GIVEN INSTRUCTION A:
Which numbers appear in the insurance article's sentence giving NOAA's prediction for this year's storms? List every one of them.

Hurricanes, Wildfires and Impact on Insurance
By Michael Giusti
The heat of the summer brings with it two worrisome insurance risks — hurricanes and wildfires. Although seemingly as opposite as fire and water, both natural disasters are driven by the extremes of climate change, and forecasters warn that in the medium to long term, both stand to get worse if the long-term greenhouse gas emissions aren’t brought into check.
From an insurance industry perspective, both the hurricane season and wildfire season bring uncertainty and risk as forecasters warn of the coming months and homeowners warily await their policy renewals — if renewals are offered at all.
This guide will aim to lay out the risks wildfires and hurricanes pose to the insurance industry and some of the considerations policyholders and insurance companies should be keeping in mind in the coming months and years.
The Months Ahead
Forecasts are notoriously difficult for both hurricanes and wildfires, but the science community does its best to give as much advance warning as possible to keep people and property safe.
As far as hurricanes are concerned, according to the National Oceanic and Atmospheric Administration, 2023 looks like it may hold a typical hurricane season, driven largely by the conflicting forces of the El Nino Pacific Ocean weather pattern and the above average ocean temperatures.
These are competing forces, because El Nino tends to suppress hurricane formation, while higher ocean temperatures tend to fuel the storms once they do form.
NOAA predicts that between 12 and 17 named storms should form this year, with between five and nine of which will likely become hurricanes, and as many as four are predicted to become major storms of category three or larger.
The Colorado State University Tropical Weather and Climate Research team similarly echoes that sentiment of a near-typical hurricane season.
But they go on to remind residents that it only takes one storm making landfall near your home to make a storm season seem especially active.

GIVEN INSTRUCTION B:
Rewrite the rows from the line containing "Where can you spot the rocky" through the line containing "[[72, 300]]", switching "Where can you spot" to "Where do you see" and leaving everything else as it is. Return only those lines.

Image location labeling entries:
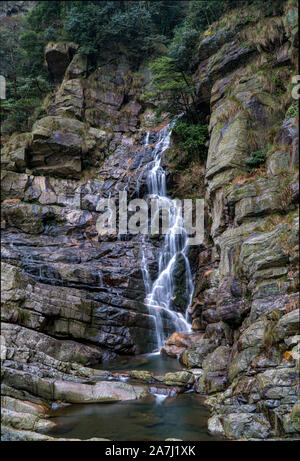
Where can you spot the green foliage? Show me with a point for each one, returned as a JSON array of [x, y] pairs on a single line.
[[203, 13], [191, 138], [172, 88], [26, 79], [139, 26], [257, 159]]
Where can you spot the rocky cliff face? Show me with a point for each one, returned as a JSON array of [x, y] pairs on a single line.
[[72, 299]]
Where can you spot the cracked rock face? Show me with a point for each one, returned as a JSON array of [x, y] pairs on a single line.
[[72, 300]]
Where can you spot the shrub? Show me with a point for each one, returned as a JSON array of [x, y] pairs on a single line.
[[191, 138], [256, 160]]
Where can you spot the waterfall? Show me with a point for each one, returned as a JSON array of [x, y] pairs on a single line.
[[160, 293]]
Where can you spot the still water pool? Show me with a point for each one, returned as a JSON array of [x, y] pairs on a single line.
[[183, 417]]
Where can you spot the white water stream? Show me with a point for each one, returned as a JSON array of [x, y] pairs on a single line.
[[160, 293]]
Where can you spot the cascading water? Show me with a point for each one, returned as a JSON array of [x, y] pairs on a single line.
[[160, 293]]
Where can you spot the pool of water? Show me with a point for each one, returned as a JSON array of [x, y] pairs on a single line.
[[183, 417], [149, 362]]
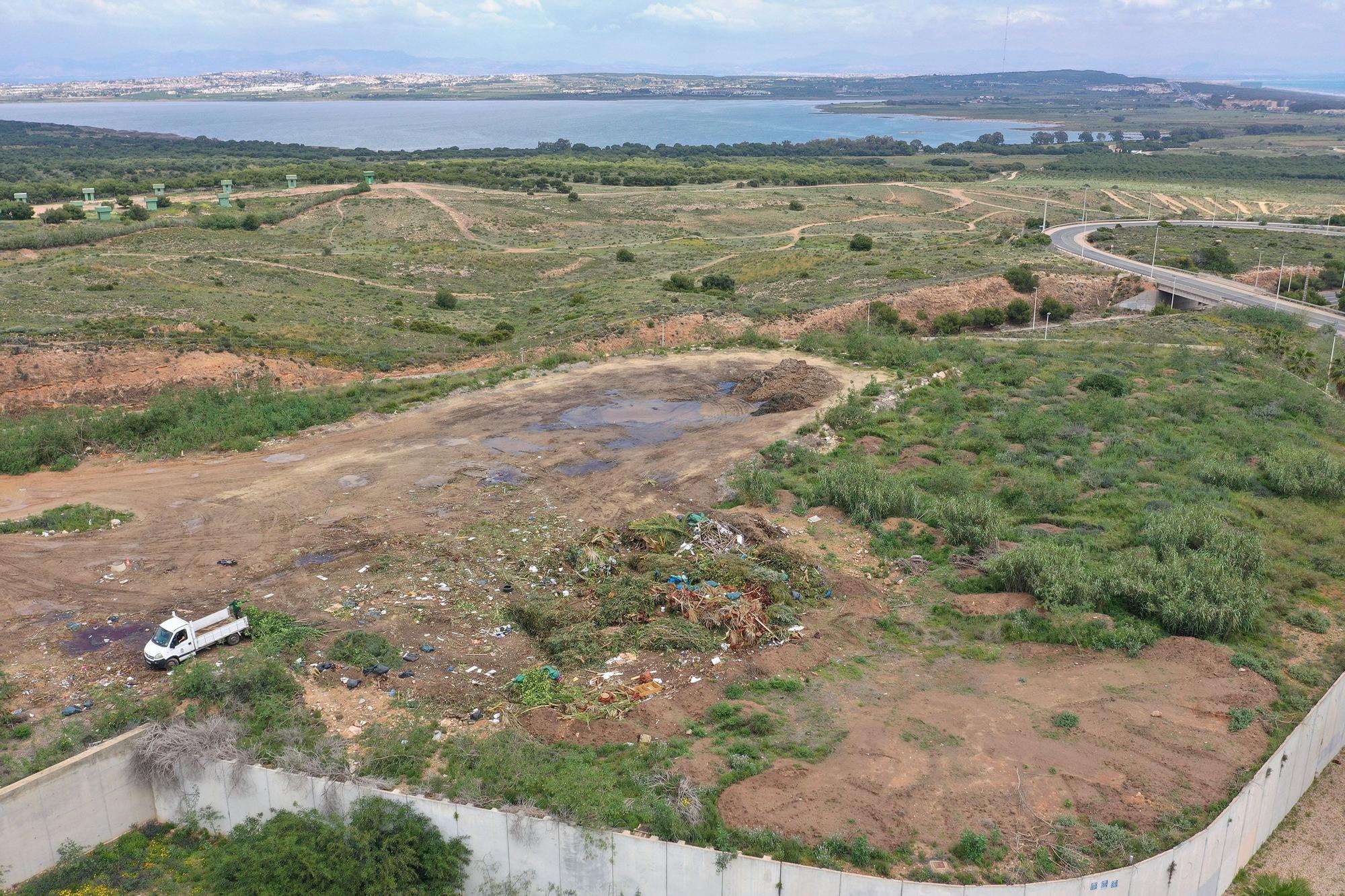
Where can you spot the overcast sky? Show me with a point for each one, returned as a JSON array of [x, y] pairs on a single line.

FULL OUTPUT A:
12, 17, five, nine, four, three

FULL OUTPUT B:
Where do you see the rocky cliff face? Show me with a point for each one, returned as a JSON array of [x, y] pairs on a single line.
[[72, 299]]
Where do you see the cracked rock face? Show me with a point for each one, returned as a JSON array of [x, y] pairs on a single line.
[[72, 300]]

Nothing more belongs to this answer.